--- begin Information provided ---

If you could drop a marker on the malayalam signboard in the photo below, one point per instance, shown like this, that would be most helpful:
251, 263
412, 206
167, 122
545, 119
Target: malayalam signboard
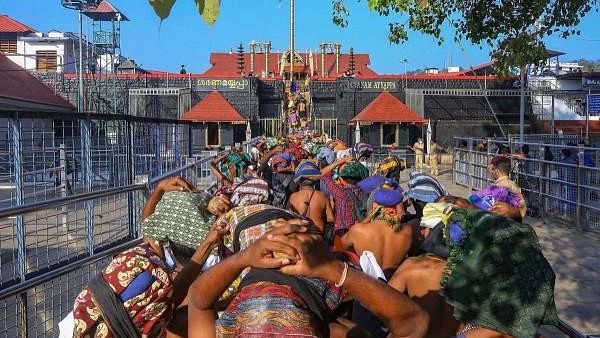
594, 104
590, 81
223, 84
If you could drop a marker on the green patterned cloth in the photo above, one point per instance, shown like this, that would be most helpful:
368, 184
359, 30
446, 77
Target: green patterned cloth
354, 170
497, 276
180, 217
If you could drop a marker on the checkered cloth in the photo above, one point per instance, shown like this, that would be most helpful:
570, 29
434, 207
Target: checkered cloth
362, 150
391, 166
241, 234
425, 188
485, 198
180, 217
253, 191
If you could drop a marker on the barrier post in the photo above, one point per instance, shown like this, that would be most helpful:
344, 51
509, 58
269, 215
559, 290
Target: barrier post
21, 261
157, 159
62, 180
86, 164
541, 185
454, 159
471, 169
132, 212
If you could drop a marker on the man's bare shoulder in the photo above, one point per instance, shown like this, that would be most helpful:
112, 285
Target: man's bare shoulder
421, 264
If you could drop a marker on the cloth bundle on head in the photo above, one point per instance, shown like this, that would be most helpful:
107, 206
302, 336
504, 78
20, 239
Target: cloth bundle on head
391, 166
307, 170
485, 198
354, 170
343, 153
339, 146
362, 150
424, 188
315, 149
307, 147
389, 194
434, 213
272, 142
282, 163
240, 162
253, 191
180, 217
296, 151
496, 275
326, 155
372, 182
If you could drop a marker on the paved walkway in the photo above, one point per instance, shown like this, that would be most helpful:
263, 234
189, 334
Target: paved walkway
575, 258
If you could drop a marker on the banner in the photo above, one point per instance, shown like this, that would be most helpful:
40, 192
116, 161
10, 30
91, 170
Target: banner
222, 84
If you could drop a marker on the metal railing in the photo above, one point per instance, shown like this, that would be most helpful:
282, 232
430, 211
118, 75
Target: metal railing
73, 186
558, 179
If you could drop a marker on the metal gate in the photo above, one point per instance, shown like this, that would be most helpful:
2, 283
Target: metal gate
270, 127
326, 126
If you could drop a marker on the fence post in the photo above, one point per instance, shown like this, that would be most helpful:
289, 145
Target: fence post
471, 165
454, 157
578, 197
156, 128
86, 164
176, 148
190, 141
21, 262
132, 213
62, 180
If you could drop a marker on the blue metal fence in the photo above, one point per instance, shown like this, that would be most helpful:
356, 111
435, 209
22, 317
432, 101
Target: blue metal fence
71, 191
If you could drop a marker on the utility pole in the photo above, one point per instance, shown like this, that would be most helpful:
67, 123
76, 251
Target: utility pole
405, 62
522, 107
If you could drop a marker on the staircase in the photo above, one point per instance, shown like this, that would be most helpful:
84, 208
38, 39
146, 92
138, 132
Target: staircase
566, 103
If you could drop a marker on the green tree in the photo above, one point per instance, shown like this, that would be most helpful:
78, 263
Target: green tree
513, 29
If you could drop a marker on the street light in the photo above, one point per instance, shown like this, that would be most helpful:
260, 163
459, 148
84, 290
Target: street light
405, 62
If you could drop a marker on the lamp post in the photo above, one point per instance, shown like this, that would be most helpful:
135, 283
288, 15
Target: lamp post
292, 34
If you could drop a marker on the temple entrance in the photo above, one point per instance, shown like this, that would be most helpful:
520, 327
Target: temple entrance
326, 126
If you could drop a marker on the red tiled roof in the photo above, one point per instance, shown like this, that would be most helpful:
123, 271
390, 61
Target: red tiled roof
20, 90
226, 64
10, 25
213, 108
105, 11
386, 108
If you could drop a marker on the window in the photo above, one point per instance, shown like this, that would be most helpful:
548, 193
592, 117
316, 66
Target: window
8, 46
46, 61
213, 134
389, 134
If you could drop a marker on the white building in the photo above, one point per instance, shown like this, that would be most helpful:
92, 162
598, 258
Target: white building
36, 51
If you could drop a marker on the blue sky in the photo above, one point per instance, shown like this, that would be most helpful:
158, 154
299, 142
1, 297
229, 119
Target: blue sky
184, 38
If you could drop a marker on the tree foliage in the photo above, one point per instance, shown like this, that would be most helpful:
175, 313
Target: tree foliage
513, 29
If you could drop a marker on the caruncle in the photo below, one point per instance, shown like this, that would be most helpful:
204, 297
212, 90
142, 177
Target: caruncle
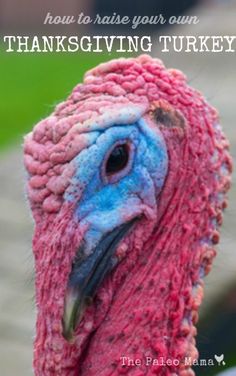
74, 43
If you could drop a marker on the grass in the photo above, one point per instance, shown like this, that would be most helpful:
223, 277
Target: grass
31, 85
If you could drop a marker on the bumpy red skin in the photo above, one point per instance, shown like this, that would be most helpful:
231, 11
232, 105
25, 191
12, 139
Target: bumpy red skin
148, 305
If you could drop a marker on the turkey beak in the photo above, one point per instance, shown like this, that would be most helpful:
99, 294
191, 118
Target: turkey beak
86, 276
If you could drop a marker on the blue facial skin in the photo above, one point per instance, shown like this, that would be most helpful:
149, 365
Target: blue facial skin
104, 204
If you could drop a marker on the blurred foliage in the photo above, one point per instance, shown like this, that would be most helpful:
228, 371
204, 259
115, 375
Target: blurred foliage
31, 85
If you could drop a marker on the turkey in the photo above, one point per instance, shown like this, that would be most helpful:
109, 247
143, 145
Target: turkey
127, 181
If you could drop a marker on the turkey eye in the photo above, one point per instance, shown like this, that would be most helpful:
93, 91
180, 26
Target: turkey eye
118, 159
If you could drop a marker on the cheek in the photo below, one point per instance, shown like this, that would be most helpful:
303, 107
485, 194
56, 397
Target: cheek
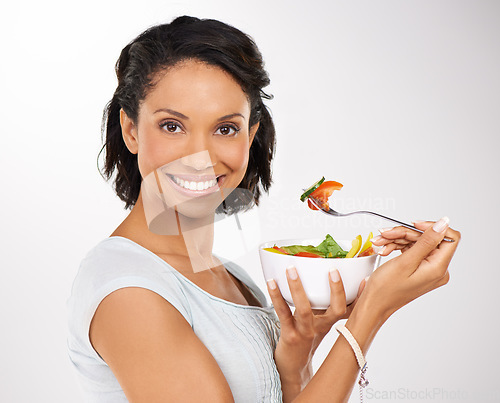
236, 156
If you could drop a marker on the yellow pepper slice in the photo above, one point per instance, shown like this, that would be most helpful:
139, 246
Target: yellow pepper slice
356, 245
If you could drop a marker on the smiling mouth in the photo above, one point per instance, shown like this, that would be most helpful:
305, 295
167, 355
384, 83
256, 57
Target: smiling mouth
192, 183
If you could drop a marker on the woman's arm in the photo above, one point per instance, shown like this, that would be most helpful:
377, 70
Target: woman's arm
153, 351
420, 269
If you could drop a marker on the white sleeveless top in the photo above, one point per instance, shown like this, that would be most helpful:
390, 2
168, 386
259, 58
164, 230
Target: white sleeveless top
242, 339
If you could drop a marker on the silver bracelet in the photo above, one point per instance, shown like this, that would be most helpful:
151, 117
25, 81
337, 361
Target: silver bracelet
363, 382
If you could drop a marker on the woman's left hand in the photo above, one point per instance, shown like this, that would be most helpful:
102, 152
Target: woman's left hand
303, 331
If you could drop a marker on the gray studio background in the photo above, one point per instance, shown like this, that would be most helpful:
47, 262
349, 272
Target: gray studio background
398, 100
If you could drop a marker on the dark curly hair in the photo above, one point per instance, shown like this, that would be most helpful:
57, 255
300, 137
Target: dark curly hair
163, 46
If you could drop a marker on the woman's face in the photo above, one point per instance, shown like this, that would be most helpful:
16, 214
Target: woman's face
193, 134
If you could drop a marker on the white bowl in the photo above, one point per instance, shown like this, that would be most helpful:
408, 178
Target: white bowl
313, 272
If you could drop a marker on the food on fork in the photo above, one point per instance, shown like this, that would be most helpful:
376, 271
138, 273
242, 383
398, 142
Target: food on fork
320, 191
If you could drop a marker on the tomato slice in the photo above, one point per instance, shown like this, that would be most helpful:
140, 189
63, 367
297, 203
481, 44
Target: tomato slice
323, 192
307, 254
311, 206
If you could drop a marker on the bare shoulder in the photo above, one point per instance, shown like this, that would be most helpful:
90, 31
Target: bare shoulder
153, 351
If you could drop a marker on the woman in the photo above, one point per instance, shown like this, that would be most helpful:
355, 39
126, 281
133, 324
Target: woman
154, 316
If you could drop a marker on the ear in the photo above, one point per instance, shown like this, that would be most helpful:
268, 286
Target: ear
252, 132
129, 132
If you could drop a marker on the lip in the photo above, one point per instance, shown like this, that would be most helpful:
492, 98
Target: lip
196, 178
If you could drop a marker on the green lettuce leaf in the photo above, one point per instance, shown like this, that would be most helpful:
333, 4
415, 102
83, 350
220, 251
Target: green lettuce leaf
328, 248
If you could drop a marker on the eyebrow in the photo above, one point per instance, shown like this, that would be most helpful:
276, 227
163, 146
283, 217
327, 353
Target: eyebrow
182, 116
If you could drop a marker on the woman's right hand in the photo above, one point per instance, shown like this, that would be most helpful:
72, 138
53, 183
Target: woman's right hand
422, 267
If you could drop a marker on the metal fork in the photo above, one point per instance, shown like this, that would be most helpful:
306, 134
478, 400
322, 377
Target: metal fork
330, 211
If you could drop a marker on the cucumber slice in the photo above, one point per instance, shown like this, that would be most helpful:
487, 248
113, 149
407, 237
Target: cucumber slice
306, 194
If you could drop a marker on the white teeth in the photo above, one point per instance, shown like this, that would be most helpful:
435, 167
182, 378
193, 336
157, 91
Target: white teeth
192, 185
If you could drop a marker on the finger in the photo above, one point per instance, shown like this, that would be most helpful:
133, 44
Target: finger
303, 312
280, 306
387, 249
351, 306
380, 241
337, 306
400, 233
429, 240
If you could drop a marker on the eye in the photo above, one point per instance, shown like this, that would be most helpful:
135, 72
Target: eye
228, 130
171, 127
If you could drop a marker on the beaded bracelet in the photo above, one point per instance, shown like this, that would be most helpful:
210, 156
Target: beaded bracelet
363, 382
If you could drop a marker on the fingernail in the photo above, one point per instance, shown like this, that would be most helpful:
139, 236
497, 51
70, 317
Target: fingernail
292, 273
441, 225
334, 275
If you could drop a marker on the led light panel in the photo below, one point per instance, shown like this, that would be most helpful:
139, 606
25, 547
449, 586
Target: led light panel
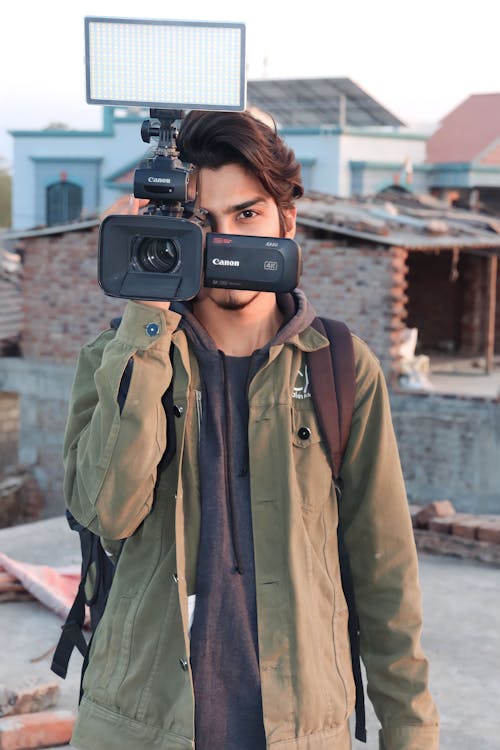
165, 64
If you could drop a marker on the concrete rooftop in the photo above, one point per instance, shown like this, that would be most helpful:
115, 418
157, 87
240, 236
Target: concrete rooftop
462, 622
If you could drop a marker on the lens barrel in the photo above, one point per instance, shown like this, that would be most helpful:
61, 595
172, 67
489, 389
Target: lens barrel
156, 254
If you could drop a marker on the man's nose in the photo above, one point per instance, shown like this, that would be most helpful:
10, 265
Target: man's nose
223, 225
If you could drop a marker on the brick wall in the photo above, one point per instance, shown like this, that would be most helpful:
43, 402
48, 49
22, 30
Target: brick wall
63, 304
445, 447
363, 286
447, 302
450, 449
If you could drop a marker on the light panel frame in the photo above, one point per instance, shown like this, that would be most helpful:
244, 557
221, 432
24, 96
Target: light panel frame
165, 64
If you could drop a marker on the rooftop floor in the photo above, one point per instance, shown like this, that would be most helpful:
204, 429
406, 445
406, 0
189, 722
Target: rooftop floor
462, 647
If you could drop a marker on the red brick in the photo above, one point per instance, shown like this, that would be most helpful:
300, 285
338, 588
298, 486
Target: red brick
28, 700
37, 730
489, 531
442, 525
437, 509
466, 527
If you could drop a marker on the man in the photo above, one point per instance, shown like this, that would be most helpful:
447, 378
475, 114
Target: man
226, 624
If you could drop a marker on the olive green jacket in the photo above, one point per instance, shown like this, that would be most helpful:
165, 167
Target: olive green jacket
138, 689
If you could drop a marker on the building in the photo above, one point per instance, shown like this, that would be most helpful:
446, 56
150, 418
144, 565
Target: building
346, 142
463, 154
382, 264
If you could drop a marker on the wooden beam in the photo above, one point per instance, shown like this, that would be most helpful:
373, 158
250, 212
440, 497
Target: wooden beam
491, 302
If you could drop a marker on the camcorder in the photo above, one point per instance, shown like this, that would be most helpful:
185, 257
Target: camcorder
168, 252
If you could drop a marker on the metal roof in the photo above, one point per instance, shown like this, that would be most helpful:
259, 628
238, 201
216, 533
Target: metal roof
311, 102
395, 218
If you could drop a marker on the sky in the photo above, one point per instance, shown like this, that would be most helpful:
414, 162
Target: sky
418, 59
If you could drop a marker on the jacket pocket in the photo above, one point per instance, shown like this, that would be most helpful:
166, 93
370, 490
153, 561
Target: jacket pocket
110, 650
312, 469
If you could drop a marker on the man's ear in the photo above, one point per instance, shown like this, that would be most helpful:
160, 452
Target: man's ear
290, 219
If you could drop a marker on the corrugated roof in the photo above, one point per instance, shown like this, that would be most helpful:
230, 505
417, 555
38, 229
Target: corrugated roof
467, 131
318, 101
397, 218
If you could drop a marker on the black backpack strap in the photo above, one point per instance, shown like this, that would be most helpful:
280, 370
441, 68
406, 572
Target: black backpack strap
72, 630
333, 383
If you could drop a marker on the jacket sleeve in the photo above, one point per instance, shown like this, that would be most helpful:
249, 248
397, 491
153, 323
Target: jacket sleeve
379, 537
111, 453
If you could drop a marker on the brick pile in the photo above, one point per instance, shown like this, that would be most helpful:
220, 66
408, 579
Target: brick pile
27, 721
440, 529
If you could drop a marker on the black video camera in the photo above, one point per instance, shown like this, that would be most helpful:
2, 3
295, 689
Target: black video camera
166, 253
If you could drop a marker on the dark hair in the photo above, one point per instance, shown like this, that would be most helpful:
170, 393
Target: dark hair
214, 139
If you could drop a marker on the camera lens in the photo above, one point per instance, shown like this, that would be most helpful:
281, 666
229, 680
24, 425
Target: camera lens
160, 254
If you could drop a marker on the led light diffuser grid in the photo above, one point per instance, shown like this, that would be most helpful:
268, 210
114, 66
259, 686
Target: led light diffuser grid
168, 64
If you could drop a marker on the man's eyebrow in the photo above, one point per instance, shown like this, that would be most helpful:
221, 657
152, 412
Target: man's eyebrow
245, 204
240, 206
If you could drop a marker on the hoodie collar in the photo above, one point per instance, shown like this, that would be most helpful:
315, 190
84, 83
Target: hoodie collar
298, 314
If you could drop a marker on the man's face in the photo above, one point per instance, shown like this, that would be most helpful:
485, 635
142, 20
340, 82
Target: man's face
237, 203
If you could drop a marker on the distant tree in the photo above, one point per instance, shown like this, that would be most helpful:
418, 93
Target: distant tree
5, 196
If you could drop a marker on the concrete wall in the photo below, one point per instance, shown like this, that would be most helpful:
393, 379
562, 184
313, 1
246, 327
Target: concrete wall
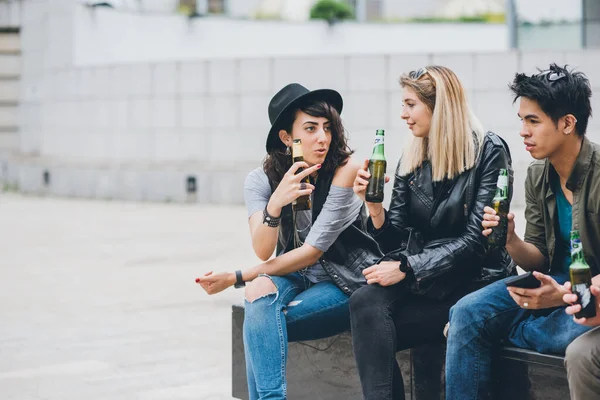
138, 130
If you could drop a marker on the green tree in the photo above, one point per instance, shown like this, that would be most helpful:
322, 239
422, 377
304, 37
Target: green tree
331, 10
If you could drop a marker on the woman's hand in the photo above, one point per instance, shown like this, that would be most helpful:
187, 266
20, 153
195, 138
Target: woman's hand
549, 294
386, 273
290, 187
360, 187
215, 283
574, 308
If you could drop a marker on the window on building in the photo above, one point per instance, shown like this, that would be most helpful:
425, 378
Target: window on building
216, 6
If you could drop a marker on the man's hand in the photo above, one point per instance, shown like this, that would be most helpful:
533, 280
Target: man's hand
571, 298
215, 283
386, 273
490, 220
548, 295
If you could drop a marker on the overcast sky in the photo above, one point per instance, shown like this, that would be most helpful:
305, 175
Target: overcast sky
536, 10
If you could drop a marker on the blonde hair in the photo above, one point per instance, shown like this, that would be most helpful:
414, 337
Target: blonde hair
455, 133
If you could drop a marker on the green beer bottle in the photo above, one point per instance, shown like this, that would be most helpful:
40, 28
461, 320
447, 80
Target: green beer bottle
500, 204
581, 278
302, 202
377, 167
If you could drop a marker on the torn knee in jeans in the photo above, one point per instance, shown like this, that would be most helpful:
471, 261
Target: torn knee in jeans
261, 287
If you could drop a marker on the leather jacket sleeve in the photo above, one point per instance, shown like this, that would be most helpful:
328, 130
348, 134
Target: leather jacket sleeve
393, 232
467, 250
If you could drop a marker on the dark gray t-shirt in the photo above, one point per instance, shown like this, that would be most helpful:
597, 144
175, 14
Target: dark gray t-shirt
339, 211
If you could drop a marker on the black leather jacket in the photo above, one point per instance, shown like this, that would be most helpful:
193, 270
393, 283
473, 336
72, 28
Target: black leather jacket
353, 251
452, 251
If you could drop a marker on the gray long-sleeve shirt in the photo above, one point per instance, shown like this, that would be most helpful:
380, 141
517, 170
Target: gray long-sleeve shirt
339, 211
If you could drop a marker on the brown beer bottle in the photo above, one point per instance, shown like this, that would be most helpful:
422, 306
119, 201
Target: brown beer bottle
581, 278
500, 204
302, 202
377, 167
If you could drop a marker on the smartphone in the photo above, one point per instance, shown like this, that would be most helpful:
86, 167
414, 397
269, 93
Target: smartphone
524, 281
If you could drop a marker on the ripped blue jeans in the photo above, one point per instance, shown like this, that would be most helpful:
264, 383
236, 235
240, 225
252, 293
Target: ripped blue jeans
298, 310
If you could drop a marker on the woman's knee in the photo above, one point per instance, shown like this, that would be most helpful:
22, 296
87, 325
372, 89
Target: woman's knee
578, 354
260, 287
368, 300
464, 311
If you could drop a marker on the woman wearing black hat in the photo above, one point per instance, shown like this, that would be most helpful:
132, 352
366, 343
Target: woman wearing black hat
303, 293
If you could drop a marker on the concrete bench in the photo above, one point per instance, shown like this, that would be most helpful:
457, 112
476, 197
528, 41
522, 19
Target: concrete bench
325, 370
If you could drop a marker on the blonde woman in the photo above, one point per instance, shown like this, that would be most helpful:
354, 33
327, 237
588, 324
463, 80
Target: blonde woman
435, 252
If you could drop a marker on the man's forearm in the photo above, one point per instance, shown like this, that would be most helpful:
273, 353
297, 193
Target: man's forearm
284, 264
526, 255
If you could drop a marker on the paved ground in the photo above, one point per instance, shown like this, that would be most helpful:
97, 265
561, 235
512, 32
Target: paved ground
98, 300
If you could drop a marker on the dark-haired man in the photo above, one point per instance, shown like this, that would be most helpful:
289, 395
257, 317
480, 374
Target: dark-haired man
562, 192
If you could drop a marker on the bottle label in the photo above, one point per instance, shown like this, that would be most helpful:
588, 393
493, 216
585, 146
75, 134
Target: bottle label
575, 249
585, 295
502, 181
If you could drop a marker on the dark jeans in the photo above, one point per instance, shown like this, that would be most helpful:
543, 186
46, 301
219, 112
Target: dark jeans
385, 320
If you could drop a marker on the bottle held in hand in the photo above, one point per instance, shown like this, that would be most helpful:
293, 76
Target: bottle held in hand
581, 278
501, 205
377, 167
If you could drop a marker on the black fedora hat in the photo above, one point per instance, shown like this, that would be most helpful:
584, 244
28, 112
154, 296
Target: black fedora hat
290, 96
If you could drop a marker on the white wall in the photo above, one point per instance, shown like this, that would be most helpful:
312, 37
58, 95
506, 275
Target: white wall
103, 36
136, 130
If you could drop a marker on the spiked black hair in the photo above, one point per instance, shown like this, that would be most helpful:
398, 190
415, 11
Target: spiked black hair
558, 91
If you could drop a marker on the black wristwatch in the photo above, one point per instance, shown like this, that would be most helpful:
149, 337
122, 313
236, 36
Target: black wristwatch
404, 265
239, 281
269, 220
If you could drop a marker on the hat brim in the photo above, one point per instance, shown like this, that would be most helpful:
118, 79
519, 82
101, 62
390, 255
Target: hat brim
328, 95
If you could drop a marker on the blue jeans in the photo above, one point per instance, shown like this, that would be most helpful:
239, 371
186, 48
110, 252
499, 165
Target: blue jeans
298, 310
489, 317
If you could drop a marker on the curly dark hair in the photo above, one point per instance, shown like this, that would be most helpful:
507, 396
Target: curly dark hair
558, 91
277, 163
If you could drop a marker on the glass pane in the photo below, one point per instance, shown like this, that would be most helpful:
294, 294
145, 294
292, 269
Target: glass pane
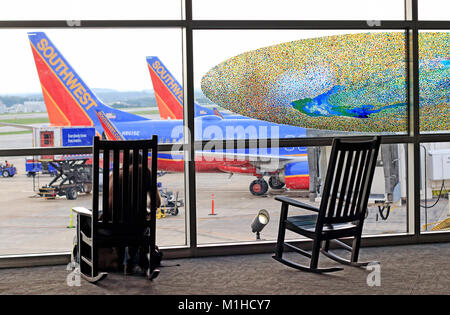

--- end Information provided ---

▸ **What you need to do**
List every line of the material that contains the word "frame", matching case exactly.

▸ **The reply**
If you could drop a marker on the light panel frame in the photo above, one point per instance, shown like this, that would be most helpful:
Target: light panel frame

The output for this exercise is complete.